OBJET DE L'EXERCICE.
Restituez à l'identique le passage de l'extrait sur la garantie des vices cachés qui commence aux mots « La troisième chambre » et s'arrête après les mots « obs. M. Faure-Abbad ). ».

Du double délai pour agir en garantie des vices cachés : acte 2

En matière d'action récursoire en garantie des vices cachés, l'acquéreur doit agir dans les deux ans de l'assignation principale délivrée à son encontre ; la prescription quinquennale du code de commerce, enfermant l'exercice de cette action à compter de la vente, est suspendue jusqu'à ce que sa responsabilité ait été recherchée, soit, en principe, jusqu'à ce même événement.

La Cour de cassation est venue enserrer, par pure création prétorienne, l’action en garantie des vices cachés dans un double délai : l’acquéreur doit non seulement agir dans le délai de deux ans de l’article 1648, alinéa 1er, du code civil, mais encore à l’intérieur du délai de cinq ans de l’article L. 110-4 du code de commerce. Ce second article édicte une prescription de droit commun applicable aux actions introduites entre commerçants ou entre commerçants et non-commerçants. Si un tel cumul a emporté l’approbation de la Cour de cassation, et ce malgré les plus expresses critiques qui lui ont été adressées, un débat jurisprudentiel s’est néanmoins ouvert sur la computation de ce double délai en présence d’une chaîne de contrats. En effet, le point de départ de la prescription commerciale en cas d’action récursoire en garantie des vices cachés divise les chambres de la Cour de cassation ces dernières années.

Selon la première chambre civile et la chambre commerciale, le délai de cinq ans de l’article L. 110-4 du code de commerce court à compter de la vente initiale (Civ. 1re, 6 juin 2018, n° 17-17.438, Dalloz actualité, 26 juin 2018, obs. N. Kilgus ; D. 2018. 2166 , note C. Grimaldi  ; ibid. 2039, chron. C. Barel, S. Canas, V. Le Gall, I. Kloda, S. Vitse, S. Gargoullaud, R. Le Cotty, J. Mouty-Tardieu et C. Roth  ; AJ contrat 2018. 377 , obs. D. Mainguy  ; RTD civ. 2018. 919, obs. P. Jourdain  ; ibid. 931, obs. P.-Y. Gautier  ; 11 mars 2020, n° 19-15.972, RTD com. 2020. 442, obs. B. Bouloc ).

La troisième chambre civile fixe, quant à elle, le point de départ du délai de cinq ans au jour de la vente initiale mais le suspend jusqu’au jour où la responsabilité de l’entrepreneur est recherchée par le maître de l’ouvrage (Civ. 3e, 16 févr. 2022, n° 20-19.047, Dalloz actualité, 21 mars 2022, nos obs. ; D. 2022. 589  ; ibid. 585, avis P. Brun  ; ibid. 590, note J.-S. Borghetti  ; 6 déc. 2018, n° 17-24.111, RDI 2019. 163, obs. M. Faure-Abbad ).

[Enregistrements sources]
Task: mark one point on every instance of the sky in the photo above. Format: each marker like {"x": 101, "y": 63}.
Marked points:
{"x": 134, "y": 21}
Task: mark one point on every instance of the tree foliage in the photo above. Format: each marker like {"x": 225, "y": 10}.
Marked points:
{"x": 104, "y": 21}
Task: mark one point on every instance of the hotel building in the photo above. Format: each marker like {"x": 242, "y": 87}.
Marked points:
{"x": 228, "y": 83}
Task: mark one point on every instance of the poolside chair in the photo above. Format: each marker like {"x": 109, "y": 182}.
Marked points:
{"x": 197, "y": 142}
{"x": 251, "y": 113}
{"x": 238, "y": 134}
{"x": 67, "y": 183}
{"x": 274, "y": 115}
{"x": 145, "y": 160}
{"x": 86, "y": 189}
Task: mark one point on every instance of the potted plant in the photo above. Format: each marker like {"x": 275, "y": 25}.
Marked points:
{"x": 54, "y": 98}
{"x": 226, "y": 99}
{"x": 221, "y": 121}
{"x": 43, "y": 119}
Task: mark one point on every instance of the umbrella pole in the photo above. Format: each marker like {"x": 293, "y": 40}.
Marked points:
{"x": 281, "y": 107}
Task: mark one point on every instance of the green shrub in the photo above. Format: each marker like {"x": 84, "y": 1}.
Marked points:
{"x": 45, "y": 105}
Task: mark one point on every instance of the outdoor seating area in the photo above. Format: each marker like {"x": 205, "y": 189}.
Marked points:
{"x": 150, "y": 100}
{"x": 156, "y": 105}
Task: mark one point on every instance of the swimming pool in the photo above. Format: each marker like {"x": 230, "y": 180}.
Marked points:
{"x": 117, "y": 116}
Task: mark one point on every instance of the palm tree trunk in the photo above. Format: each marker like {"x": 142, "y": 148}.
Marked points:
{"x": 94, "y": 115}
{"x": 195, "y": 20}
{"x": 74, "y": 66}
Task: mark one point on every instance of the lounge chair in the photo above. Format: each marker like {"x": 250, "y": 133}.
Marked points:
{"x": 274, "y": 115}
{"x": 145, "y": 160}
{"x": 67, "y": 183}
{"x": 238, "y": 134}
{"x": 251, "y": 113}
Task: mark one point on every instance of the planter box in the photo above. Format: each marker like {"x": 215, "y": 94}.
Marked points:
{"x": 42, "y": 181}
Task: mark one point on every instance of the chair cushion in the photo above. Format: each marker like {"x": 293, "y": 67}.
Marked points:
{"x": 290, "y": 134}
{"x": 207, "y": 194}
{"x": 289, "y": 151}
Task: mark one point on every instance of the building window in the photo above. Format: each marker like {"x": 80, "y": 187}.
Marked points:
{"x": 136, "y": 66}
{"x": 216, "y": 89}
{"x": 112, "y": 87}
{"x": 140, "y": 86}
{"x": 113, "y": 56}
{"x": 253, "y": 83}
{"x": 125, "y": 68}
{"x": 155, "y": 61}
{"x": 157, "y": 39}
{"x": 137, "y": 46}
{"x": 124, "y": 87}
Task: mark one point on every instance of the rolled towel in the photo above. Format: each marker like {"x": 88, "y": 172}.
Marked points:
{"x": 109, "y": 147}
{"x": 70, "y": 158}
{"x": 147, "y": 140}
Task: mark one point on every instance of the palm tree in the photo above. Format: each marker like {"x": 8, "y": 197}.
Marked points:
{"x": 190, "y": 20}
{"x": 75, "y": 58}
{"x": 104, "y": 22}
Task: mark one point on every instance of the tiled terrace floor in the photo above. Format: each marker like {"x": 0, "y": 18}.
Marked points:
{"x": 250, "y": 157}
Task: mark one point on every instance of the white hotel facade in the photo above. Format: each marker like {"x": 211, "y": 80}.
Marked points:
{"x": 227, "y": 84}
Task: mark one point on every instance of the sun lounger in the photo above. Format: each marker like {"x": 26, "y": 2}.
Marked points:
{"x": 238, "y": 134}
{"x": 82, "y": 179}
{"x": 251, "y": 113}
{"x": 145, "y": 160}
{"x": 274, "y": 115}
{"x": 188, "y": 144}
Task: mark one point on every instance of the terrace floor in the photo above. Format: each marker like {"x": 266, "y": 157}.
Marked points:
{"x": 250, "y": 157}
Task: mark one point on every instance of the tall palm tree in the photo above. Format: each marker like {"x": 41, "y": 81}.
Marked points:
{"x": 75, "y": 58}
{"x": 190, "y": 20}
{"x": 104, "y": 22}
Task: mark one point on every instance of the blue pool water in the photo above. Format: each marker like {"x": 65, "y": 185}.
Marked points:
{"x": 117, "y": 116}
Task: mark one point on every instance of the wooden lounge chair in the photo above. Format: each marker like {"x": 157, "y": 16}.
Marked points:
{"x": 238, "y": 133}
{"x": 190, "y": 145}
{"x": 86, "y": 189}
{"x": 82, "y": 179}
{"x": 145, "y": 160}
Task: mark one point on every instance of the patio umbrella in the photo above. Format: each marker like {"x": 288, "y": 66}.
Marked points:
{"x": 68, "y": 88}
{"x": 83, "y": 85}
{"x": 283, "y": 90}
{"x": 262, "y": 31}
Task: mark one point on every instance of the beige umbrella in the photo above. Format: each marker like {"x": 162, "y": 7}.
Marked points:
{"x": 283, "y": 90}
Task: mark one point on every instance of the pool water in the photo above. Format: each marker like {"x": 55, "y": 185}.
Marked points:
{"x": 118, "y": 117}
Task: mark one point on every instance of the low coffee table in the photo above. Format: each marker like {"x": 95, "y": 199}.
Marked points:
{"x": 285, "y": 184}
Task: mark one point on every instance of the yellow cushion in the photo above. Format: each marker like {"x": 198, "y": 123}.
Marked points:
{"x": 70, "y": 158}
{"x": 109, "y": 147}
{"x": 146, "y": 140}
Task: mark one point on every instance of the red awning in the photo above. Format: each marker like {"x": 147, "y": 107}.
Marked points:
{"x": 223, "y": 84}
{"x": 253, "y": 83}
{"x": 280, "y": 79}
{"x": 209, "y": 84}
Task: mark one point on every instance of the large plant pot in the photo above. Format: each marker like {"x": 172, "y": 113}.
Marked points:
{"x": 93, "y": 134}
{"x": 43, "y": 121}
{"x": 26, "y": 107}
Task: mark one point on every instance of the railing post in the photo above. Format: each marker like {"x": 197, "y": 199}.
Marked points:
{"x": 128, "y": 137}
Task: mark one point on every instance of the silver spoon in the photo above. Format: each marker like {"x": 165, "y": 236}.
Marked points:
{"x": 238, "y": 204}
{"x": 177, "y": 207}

RÉSULTAT ATTENDU.
La troisième chambre civile fixe, quant à elle, le point de départ du délai de cinq ans au jour de la vente initiale mais le suspend jusqu’au jour où la responsabilité de l’entrepreneur est recherchée par le maître de l’ouvrage (Civ. 3e, 16 févr. 2022, n° 20-19.047, Dalloz actualité, 21 mars 2022, nos obs. ; D. 2022. 589  ; ibid. 585, avis P. Brun  ; ibid. 590, note J.-S. Borghetti  ; 6 déc. 2018, n° 17-24.111, RDI 2019. 163, obs. M. Faure-Abbad ).